Document text:
══════

Category Archives: Visualization
Eric Berlow responds on networks & system analysis
In his TED talk Eric Berlow presented a causal loop diagram (CLD) of the US army’s Afghanistan Counter-Insurgency (COIN) strategy and then used its network structures and features to simplify it.
I am interested in combining network and systems analysis to better understand complex systems, so it was great to get Eric Berlow‘s repsonse to Tom Fiddaman’s comments on his analysis of an US Army causal loop diagram talk. My PhD student Juan Carlos Rocha, is working on analyzing ecological regime shifts using network approaches and both Eric’s and Tom’s comments provide useful ideas.
Tom Fiddaman wrote:
I think the fundamental analogy between the system CLD [causal loop diagram] and a food web or other network may only partially hold. That means that the insight, that influence typically lies within a few degrees of connectivity of the concept of interest, may not be generalizable. Generically, a dynamic model is a network of gains among state variables, and there are perhaps some reasons to think that, due to signal attenuation and so forth, that most influences are local. However, there are some important differences between the Afghan CLD and typical network diagrams.

══════

Record excerpts:
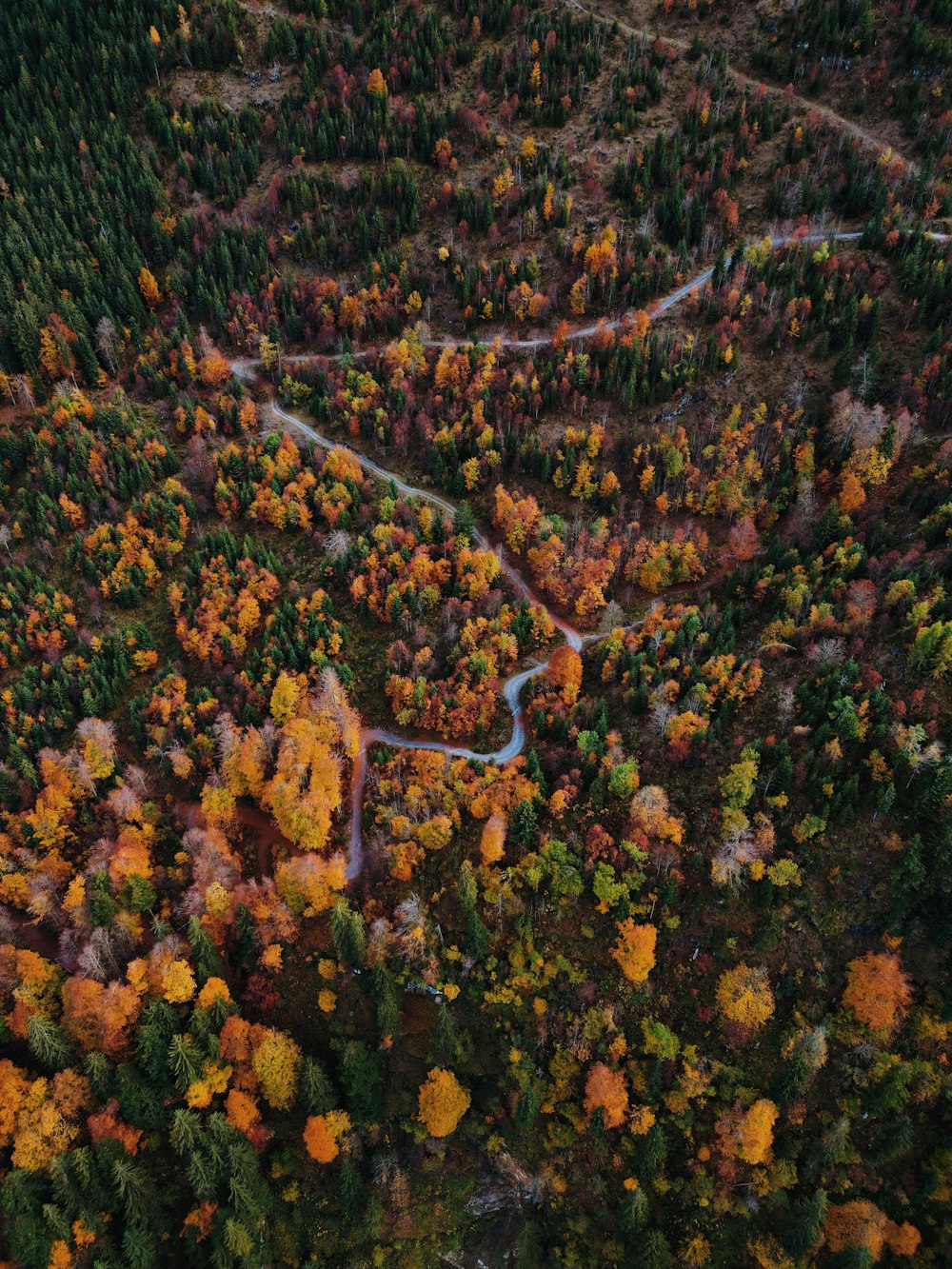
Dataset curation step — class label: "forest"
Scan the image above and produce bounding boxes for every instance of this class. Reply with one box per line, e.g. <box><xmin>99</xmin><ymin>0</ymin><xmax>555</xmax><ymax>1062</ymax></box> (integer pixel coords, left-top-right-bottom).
<box><xmin>0</xmin><ymin>0</ymin><xmax>952</xmax><ymax>1269</ymax></box>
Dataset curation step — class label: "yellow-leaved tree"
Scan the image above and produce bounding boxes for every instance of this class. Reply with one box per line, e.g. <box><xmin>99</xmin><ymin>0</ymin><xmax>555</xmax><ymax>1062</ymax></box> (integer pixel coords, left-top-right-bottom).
<box><xmin>419</xmin><ymin>1066</ymin><xmax>471</xmax><ymax>1137</ymax></box>
<box><xmin>717</xmin><ymin>961</ymin><xmax>773</xmax><ymax>1030</ymax></box>
<box><xmin>612</xmin><ymin>918</ymin><xmax>658</xmax><ymax>982</ymax></box>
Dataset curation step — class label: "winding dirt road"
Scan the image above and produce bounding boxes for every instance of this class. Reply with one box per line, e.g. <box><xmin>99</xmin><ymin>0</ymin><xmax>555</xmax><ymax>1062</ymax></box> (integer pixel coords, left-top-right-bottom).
<box><xmin>231</xmin><ymin>229</ymin><xmax>948</xmax><ymax>881</ymax></box>
<box><xmin>566</xmin><ymin>0</ymin><xmax>921</xmax><ymax>176</ymax></box>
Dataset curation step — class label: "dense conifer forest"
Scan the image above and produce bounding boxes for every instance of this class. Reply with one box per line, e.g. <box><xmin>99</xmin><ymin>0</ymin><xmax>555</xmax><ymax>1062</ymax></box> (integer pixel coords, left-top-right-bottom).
<box><xmin>0</xmin><ymin>0</ymin><xmax>952</xmax><ymax>1269</ymax></box>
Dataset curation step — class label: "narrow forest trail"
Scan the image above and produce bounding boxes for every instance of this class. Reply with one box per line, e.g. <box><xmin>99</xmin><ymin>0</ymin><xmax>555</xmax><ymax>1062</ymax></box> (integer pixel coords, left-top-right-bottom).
<box><xmin>566</xmin><ymin>0</ymin><xmax>921</xmax><ymax>176</ymax></box>
<box><xmin>231</xmin><ymin>229</ymin><xmax>948</xmax><ymax>881</ymax></box>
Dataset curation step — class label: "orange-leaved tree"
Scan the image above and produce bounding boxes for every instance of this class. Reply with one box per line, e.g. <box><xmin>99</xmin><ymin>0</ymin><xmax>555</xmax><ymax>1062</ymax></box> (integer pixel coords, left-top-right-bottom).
<box><xmin>305</xmin><ymin>1110</ymin><xmax>350</xmax><ymax>1163</ymax></box>
<box><xmin>843</xmin><ymin>952</ymin><xmax>913</xmax><ymax>1032</ymax></box>
<box><xmin>585</xmin><ymin>1062</ymin><xmax>628</xmax><ymax>1128</ymax></box>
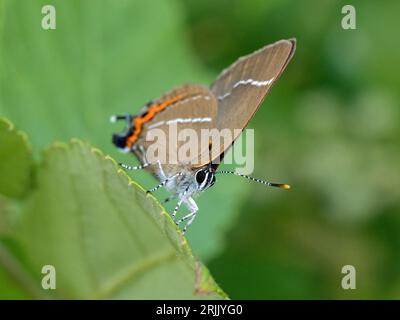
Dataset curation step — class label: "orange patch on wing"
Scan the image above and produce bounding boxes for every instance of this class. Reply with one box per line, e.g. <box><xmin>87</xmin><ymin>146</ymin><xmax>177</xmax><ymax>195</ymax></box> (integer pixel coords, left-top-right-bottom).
<box><xmin>126</xmin><ymin>95</ymin><xmax>183</xmax><ymax>148</ymax></box>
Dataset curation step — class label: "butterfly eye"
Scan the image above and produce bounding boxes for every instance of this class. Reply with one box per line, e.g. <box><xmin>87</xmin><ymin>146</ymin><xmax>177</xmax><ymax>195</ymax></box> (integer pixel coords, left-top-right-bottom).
<box><xmin>196</xmin><ymin>170</ymin><xmax>206</xmax><ymax>185</ymax></box>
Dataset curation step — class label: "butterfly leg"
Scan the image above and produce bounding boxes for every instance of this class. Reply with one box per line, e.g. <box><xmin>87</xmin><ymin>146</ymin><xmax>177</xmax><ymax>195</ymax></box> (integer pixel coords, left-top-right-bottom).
<box><xmin>146</xmin><ymin>172</ymin><xmax>182</xmax><ymax>193</ymax></box>
<box><xmin>182</xmin><ymin>197</ymin><xmax>199</xmax><ymax>234</ymax></box>
<box><xmin>161</xmin><ymin>196</ymin><xmax>176</xmax><ymax>204</ymax></box>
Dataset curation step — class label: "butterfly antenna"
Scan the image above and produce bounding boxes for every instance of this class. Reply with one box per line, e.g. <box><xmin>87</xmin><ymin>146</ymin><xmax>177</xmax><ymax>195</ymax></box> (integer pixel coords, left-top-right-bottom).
<box><xmin>215</xmin><ymin>170</ymin><xmax>290</xmax><ymax>189</ymax></box>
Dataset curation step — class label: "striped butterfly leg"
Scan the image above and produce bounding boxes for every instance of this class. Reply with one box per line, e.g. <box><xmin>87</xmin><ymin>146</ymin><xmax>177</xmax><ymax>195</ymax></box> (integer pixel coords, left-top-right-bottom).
<box><xmin>119</xmin><ymin>160</ymin><xmax>170</xmax><ymax>193</ymax></box>
<box><xmin>146</xmin><ymin>172</ymin><xmax>183</xmax><ymax>193</ymax></box>
<box><xmin>171</xmin><ymin>186</ymin><xmax>189</xmax><ymax>225</ymax></box>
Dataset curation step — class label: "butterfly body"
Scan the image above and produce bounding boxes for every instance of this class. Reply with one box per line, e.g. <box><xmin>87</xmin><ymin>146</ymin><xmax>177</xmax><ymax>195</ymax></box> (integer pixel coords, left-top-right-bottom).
<box><xmin>112</xmin><ymin>40</ymin><xmax>295</xmax><ymax>232</ymax></box>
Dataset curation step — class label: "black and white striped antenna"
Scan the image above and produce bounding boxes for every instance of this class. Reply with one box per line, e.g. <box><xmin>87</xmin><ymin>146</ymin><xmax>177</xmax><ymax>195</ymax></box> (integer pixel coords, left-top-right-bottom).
<box><xmin>215</xmin><ymin>170</ymin><xmax>290</xmax><ymax>189</ymax></box>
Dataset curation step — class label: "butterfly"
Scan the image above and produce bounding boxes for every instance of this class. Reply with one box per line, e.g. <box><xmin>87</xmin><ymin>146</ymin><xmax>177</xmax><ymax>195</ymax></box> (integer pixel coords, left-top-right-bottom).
<box><xmin>111</xmin><ymin>39</ymin><xmax>296</xmax><ymax>233</ymax></box>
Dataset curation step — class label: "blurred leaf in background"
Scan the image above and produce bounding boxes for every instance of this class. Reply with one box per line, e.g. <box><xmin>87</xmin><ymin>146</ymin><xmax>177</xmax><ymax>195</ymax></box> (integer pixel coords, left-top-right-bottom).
<box><xmin>0</xmin><ymin>0</ymin><xmax>400</xmax><ymax>299</ymax></box>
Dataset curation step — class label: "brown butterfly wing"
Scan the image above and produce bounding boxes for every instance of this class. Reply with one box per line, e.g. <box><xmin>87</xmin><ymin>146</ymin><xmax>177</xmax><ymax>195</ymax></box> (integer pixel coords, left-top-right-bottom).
<box><xmin>211</xmin><ymin>39</ymin><xmax>296</xmax><ymax>159</ymax></box>
<box><xmin>135</xmin><ymin>84</ymin><xmax>217</xmax><ymax>171</ymax></box>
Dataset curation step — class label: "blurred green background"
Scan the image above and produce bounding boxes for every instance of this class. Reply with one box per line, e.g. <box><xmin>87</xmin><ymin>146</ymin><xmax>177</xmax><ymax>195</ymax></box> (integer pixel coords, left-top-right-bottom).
<box><xmin>0</xmin><ymin>0</ymin><xmax>400</xmax><ymax>299</ymax></box>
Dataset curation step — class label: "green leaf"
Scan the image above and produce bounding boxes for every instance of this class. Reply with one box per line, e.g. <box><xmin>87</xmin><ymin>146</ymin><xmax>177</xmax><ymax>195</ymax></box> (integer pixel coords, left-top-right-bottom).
<box><xmin>0</xmin><ymin>118</ymin><xmax>33</xmax><ymax>197</ymax></box>
<box><xmin>10</xmin><ymin>140</ymin><xmax>226</xmax><ymax>299</ymax></box>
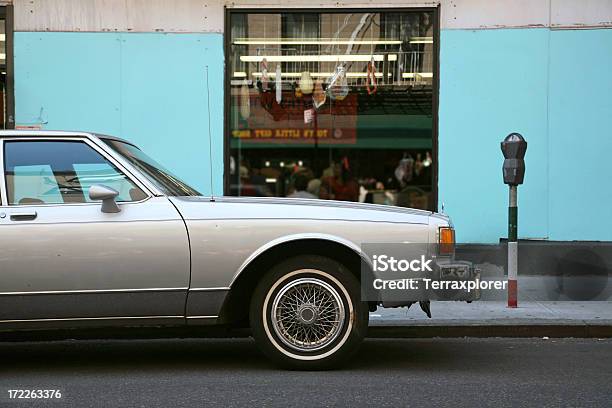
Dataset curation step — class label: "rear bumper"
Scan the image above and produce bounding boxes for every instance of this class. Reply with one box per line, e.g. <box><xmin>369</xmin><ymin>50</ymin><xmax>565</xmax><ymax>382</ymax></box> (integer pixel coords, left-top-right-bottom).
<box><xmin>379</xmin><ymin>261</ymin><xmax>481</xmax><ymax>307</ymax></box>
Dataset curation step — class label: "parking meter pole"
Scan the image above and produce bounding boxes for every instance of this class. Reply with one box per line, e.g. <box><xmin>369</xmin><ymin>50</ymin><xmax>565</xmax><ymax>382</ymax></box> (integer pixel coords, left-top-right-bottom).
<box><xmin>501</xmin><ymin>133</ymin><xmax>527</xmax><ymax>308</ymax></box>
<box><xmin>508</xmin><ymin>186</ymin><xmax>518</xmax><ymax>308</ymax></box>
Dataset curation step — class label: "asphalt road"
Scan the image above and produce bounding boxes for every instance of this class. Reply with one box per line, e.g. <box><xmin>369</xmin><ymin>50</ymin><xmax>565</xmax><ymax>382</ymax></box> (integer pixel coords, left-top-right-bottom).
<box><xmin>0</xmin><ymin>339</ymin><xmax>612</xmax><ymax>408</ymax></box>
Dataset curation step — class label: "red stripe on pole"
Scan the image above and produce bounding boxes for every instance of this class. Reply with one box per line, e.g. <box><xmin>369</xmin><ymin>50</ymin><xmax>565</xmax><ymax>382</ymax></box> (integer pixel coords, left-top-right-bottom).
<box><xmin>508</xmin><ymin>279</ymin><xmax>518</xmax><ymax>307</ymax></box>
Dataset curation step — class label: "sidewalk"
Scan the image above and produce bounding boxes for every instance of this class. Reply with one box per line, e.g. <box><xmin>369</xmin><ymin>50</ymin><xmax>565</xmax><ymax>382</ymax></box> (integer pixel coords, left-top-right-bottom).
<box><xmin>369</xmin><ymin>300</ymin><xmax>612</xmax><ymax>337</ymax></box>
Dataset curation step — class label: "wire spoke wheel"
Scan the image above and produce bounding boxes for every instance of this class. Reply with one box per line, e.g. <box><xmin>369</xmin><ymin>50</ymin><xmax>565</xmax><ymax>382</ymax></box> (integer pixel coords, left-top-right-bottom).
<box><xmin>271</xmin><ymin>278</ymin><xmax>346</xmax><ymax>352</ymax></box>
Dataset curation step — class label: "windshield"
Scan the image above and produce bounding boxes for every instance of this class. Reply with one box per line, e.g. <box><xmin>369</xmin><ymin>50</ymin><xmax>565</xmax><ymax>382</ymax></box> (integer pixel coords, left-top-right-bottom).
<box><xmin>103</xmin><ymin>139</ymin><xmax>201</xmax><ymax>196</ymax></box>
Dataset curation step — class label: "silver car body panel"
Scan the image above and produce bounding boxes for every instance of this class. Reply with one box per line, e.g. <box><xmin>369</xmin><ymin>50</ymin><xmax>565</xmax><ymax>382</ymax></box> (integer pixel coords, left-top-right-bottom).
<box><xmin>170</xmin><ymin>197</ymin><xmax>430</xmax><ymax>289</ymax></box>
<box><xmin>0</xmin><ymin>131</ymin><xmax>450</xmax><ymax>328</ymax></box>
<box><xmin>0</xmin><ymin>132</ymin><xmax>190</xmax><ymax>327</ymax></box>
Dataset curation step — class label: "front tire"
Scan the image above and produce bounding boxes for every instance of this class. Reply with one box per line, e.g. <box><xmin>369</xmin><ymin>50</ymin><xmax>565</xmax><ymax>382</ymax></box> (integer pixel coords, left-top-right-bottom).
<box><xmin>250</xmin><ymin>256</ymin><xmax>368</xmax><ymax>370</ymax></box>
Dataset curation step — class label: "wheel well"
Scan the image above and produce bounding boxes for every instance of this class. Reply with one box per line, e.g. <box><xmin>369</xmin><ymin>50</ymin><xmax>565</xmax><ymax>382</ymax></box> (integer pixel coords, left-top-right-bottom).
<box><xmin>220</xmin><ymin>239</ymin><xmax>361</xmax><ymax>327</ymax></box>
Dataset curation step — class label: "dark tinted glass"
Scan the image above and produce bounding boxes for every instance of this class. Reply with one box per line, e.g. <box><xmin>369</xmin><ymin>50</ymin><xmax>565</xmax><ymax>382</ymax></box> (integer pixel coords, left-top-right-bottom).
<box><xmin>4</xmin><ymin>141</ymin><xmax>146</xmax><ymax>205</ymax></box>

══════

What you will do:
- 1) Pull out every line of the records that contains the string "striped", matching case exactly.
- 2) Carry on the post about network and systems analysis from the point where it stops.

In response:
- 1)
Dataset curation step — class label: "striped butterfly leg"
Dataset curation step — class label: "black and white striped antenna"

- 2)
In a food web, the nodes are all similar agents (species) which have a few generic relationships (eat or be eaten) with associated flows of information or resources. In a CLD, the nodes are a varied mix of agents, concepts, and resources. As a result, their interactions may differ wildly: the interaction between “relative popularity of insurgents” and “funding for insurgents” (from the diagram) is qualitatively different from that between “targeted strikes” and “perceived damages.” I suspect that in many models, the important behavior modes are driven by dynamics that span most of the diagram or model. That may be deliberate, because we’d like to construct models that describe a dynamic hypothesis, without a lot of extraneous material.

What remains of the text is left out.